Show every line of the listing that contains the word "green".

**SUPPLIED RECORDS:**
<<<<

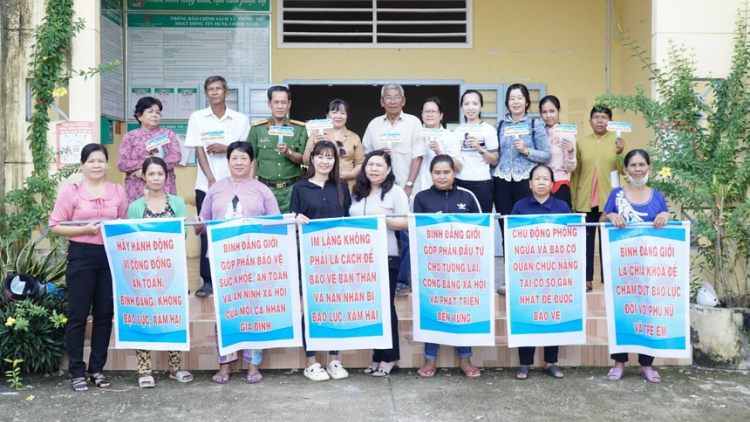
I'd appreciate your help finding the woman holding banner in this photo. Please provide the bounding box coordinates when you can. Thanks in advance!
[493,84,550,246]
[544,95,576,208]
[510,164,570,380]
[117,97,182,203]
[290,140,352,381]
[417,97,461,190]
[452,89,498,212]
[349,150,409,377]
[128,157,193,388]
[414,155,482,379]
[195,141,280,384]
[602,149,669,383]
[302,98,365,189]
[49,144,128,392]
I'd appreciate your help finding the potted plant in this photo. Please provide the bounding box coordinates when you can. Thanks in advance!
[0,241,68,376]
[596,10,750,368]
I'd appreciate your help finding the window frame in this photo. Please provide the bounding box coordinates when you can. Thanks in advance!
[276,0,474,49]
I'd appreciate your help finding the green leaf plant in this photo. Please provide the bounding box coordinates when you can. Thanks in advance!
[0,0,120,248]
[596,4,750,308]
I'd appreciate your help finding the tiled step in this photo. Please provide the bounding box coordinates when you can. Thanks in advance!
[62,291,692,370]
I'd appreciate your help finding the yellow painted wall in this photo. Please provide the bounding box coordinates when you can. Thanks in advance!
[272,0,651,145]
[103,0,651,256]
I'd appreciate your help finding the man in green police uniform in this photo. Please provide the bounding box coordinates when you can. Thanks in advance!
[247,85,307,213]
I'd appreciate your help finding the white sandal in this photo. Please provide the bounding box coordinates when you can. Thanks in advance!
[138,375,156,388]
[326,360,349,380]
[303,363,331,381]
[169,371,193,382]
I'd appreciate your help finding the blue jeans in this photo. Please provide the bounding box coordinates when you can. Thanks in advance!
[424,343,471,360]
[396,230,411,287]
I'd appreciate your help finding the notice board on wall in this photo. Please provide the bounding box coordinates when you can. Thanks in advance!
[126,12,271,120]
[127,0,271,13]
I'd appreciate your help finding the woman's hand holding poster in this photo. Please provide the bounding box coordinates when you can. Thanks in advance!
[102,218,190,350]
[409,214,495,346]
[207,216,302,355]
[300,216,392,350]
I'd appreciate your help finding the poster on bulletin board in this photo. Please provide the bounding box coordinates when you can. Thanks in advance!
[125,13,271,120]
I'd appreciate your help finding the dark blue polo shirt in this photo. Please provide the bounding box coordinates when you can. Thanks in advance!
[510,195,570,215]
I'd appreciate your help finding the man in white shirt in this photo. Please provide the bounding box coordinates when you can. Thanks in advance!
[362,84,426,196]
[185,76,250,297]
[362,84,426,296]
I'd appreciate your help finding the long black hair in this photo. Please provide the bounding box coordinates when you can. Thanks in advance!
[352,149,396,201]
[305,141,344,206]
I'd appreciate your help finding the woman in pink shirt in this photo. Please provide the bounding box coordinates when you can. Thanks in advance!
[49,144,128,391]
[195,141,280,384]
[117,97,182,204]
[539,95,576,209]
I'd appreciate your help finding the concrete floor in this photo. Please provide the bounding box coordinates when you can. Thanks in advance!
[0,368,750,422]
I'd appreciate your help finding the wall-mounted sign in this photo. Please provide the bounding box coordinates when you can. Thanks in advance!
[127,0,271,13]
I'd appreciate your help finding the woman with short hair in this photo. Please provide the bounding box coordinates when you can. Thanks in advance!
[49,144,128,392]
[510,164,570,380]
[128,157,193,388]
[195,141,280,384]
[349,150,409,377]
[603,149,669,383]
[414,155,482,379]
[117,97,182,204]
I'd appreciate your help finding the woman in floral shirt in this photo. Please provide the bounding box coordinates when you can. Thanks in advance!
[117,97,182,204]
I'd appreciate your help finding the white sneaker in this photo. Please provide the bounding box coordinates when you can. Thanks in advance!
[326,360,349,380]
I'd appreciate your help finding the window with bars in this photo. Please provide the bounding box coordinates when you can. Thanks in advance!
[277,0,472,48]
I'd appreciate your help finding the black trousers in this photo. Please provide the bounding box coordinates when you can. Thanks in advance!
[195,189,212,284]
[586,207,604,283]
[372,257,401,363]
[609,353,654,366]
[493,177,531,250]
[518,346,560,366]
[65,242,114,378]
[456,179,494,213]
[553,185,573,210]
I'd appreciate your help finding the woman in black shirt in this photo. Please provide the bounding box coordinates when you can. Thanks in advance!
[289,141,352,381]
[414,154,482,379]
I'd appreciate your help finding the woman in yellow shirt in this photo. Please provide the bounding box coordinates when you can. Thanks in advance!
[570,107,625,292]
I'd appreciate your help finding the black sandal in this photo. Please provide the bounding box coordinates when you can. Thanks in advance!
[516,366,529,381]
[70,377,89,393]
[89,372,112,389]
[195,283,214,298]
[372,362,396,378]
[542,365,565,380]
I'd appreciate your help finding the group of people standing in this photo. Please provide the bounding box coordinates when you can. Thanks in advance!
[50,76,667,391]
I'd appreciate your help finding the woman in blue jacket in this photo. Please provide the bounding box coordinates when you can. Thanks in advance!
[414,154,482,379]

>>>>

**THE REPLY:**
I'd appreciate your help finding the green leaf plant in this photo. Please provide the bounding box coordinates when you can. Thanks in advance!
I'd appreciate your help finding the man in green police uniform in this photo. Please provide the bounding box coordinates when you can. Thanks in advance!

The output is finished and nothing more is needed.